▶ _Material supplied_
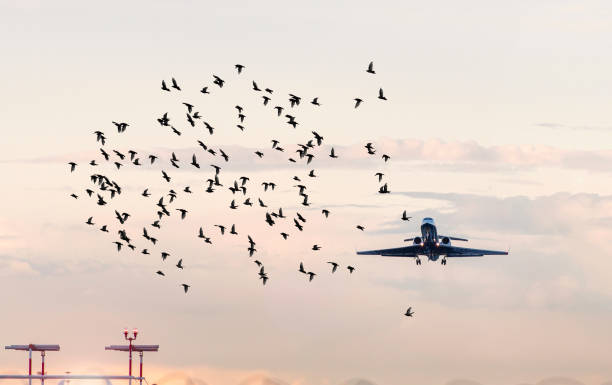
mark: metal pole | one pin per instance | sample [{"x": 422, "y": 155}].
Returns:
[
  {"x": 30, "y": 364},
  {"x": 130, "y": 372},
  {"x": 42, "y": 355},
  {"x": 141, "y": 354}
]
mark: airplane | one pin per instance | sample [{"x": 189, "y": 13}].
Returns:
[{"x": 432, "y": 246}]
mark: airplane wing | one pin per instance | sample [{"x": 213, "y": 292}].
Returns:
[
  {"x": 453, "y": 238},
  {"x": 406, "y": 251},
  {"x": 452, "y": 251}
]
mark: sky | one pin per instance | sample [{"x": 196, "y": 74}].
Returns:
[{"x": 497, "y": 123}]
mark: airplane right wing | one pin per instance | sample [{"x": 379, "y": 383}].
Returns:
[
  {"x": 406, "y": 251},
  {"x": 452, "y": 251}
]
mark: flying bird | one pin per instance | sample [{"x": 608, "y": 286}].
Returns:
[
  {"x": 404, "y": 217},
  {"x": 371, "y": 68},
  {"x": 334, "y": 266},
  {"x": 380, "y": 95}
]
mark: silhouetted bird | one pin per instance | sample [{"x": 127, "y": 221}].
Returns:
[
  {"x": 165, "y": 176},
  {"x": 380, "y": 95},
  {"x": 334, "y": 266},
  {"x": 404, "y": 217},
  {"x": 121, "y": 127},
  {"x": 370, "y": 148},
  {"x": 218, "y": 81},
  {"x": 298, "y": 225},
  {"x": 371, "y": 68}
]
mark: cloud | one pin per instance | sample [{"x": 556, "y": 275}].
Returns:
[
  {"x": 463, "y": 382},
  {"x": 576, "y": 128},
  {"x": 560, "y": 381}
]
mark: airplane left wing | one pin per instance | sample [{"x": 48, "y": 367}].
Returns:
[
  {"x": 452, "y": 251},
  {"x": 406, "y": 251}
]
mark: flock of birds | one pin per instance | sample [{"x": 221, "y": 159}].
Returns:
[{"x": 103, "y": 188}]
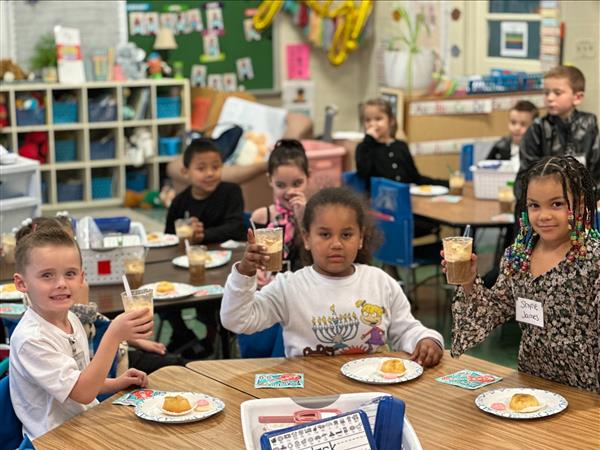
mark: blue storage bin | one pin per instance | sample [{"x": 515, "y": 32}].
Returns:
[
  {"x": 102, "y": 110},
  {"x": 167, "y": 107},
  {"x": 101, "y": 187},
  {"x": 70, "y": 191},
  {"x": 102, "y": 149},
  {"x": 169, "y": 146},
  {"x": 27, "y": 117},
  {"x": 64, "y": 112},
  {"x": 65, "y": 150},
  {"x": 136, "y": 180}
]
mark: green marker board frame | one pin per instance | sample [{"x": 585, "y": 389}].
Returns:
[{"x": 233, "y": 44}]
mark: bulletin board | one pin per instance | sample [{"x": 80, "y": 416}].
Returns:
[{"x": 215, "y": 43}]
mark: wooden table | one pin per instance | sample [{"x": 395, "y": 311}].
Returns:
[
  {"x": 443, "y": 416},
  {"x": 468, "y": 211},
  {"x": 116, "y": 426}
]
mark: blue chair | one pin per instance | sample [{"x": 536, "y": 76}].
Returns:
[
  {"x": 11, "y": 431},
  {"x": 354, "y": 182},
  {"x": 263, "y": 344},
  {"x": 391, "y": 205}
]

▶ _Problem_
Reproduce the rows word for word, from the line containing "mark: airplane right" through the last of the rows, with both ends included. Leave the pictures out of your answer.

▶ _Output of the exercise_
mark: airplane right wing | one pin per instance | sample [{"x": 379, "y": 383}].
Returns:
[
  {"x": 406, "y": 251},
  {"x": 452, "y": 251}
]
mark: flying bird | one pin per instance | sample [{"x": 608, "y": 286}].
Returns:
[
  {"x": 404, "y": 217},
  {"x": 371, "y": 68},
  {"x": 334, "y": 266},
  {"x": 380, "y": 95}
]
mark: silhouetted bird | one pin per instance | sample [{"x": 127, "y": 221}].
Returns:
[
  {"x": 165, "y": 176},
  {"x": 380, "y": 95},
  {"x": 334, "y": 266},
  {"x": 404, "y": 217},
  {"x": 121, "y": 127},
  {"x": 370, "y": 148},
  {"x": 218, "y": 81},
  {"x": 298, "y": 225},
  {"x": 371, "y": 68}
]
mark: cloud | one pin per instance | sample [{"x": 556, "y": 275}].
Returns:
[
  {"x": 463, "y": 382},
  {"x": 576, "y": 128},
  {"x": 560, "y": 381}
]
mark: airplane left wing | one pin per instance | sample [{"x": 48, "y": 367}].
Returns:
[
  {"x": 452, "y": 251},
  {"x": 406, "y": 251}
]
mark: flock of birds | one pin per instance | sample [{"x": 221, "y": 159}].
Returns:
[{"x": 103, "y": 188}]
mark: blue storage bin | one pin per instance | sample [{"x": 515, "y": 32}].
Returns:
[
  {"x": 102, "y": 110},
  {"x": 167, "y": 107},
  {"x": 101, "y": 187},
  {"x": 70, "y": 191},
  {"x": 102, "y": 149},
  {"x": 169, "y": 146},
  {"x": 27, "y": 117},
  {"x": 64, "y": 112},
  {"x": 65, "y": 150},
  {"x": 136, "y": 180}
]
mark: green marker board frame | one pin per instance | sample [{"x": 585, "y": 389}].
Returns:
[{"x": 233, "y": 44}]
mark: bulletin board | one pin per instance | sample [{"x": 80, "y": 416}].
Returns:
[{"x": 215, "y": 43}]
mark: wooden table | one pin per instance | sample [{"x": 395, "y": 311}].
Returns:
[
  {"x": 443, "y": 416},
  {"x": 468, "y": 211},
  {"x": 116, "y": 426}
]
mark: blue chair | one pin per instance | sample [{"x": 536, "y": 76}].
Returns:
[
  {"x": 11, "y": 431},
  {"x": 354, "y": 182},
  {"x": 263, "y": 344},
  {"x": 391, "y": 205}
]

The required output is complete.